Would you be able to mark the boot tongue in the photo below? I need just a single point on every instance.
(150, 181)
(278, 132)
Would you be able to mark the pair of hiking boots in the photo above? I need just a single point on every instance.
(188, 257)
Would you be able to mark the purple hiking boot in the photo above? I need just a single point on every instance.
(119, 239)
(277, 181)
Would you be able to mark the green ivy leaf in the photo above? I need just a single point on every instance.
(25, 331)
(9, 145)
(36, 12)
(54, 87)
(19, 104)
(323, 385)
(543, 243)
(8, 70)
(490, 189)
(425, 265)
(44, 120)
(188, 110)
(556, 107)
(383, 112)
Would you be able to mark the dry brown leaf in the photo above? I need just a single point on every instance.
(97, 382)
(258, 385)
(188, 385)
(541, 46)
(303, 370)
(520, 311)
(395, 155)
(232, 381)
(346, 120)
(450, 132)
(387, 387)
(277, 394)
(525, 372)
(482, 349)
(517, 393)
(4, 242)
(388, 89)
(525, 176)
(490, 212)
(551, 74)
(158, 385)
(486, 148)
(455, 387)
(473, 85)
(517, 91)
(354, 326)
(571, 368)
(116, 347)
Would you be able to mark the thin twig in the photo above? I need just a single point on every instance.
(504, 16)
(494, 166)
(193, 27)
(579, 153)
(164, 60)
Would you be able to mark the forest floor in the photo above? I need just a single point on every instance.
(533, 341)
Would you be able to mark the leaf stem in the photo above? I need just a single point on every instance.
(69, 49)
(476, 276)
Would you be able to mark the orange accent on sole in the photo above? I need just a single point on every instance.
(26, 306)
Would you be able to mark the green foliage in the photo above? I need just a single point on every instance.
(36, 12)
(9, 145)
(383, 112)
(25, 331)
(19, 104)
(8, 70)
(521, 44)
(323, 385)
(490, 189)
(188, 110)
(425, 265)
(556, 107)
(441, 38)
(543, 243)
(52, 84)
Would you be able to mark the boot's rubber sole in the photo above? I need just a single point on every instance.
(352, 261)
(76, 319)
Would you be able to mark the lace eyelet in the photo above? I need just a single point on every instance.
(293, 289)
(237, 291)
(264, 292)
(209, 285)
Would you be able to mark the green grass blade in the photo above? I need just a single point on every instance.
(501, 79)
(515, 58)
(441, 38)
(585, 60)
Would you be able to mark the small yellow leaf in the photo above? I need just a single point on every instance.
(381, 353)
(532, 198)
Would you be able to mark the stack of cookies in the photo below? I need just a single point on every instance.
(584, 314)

*-*-*

Rewrite the lines from the line containing "Would you be able to mark the lace" up to and including the last line, substituting "label" for "mark" and leaving everything else unchanged.

Would you be able to label the lace eyelet in the photo above? I need just a single point on every instance.
(293, 289)
(237, 291)
(264, 292)
(209, 285)
Would you be able to label the green grass blade in the photo above? I need just a single point on every instance.
(501, 79)
(515, 58)
(441, 38)
(585, 60)
Would you be able to label the small yellow leaf in the photo above? I need just a single point on every instance.
(381, 353)
(532, 198)
Would you be able to label the stack of cookies in the photo below? I need just a single point on every instance.
(584, 314)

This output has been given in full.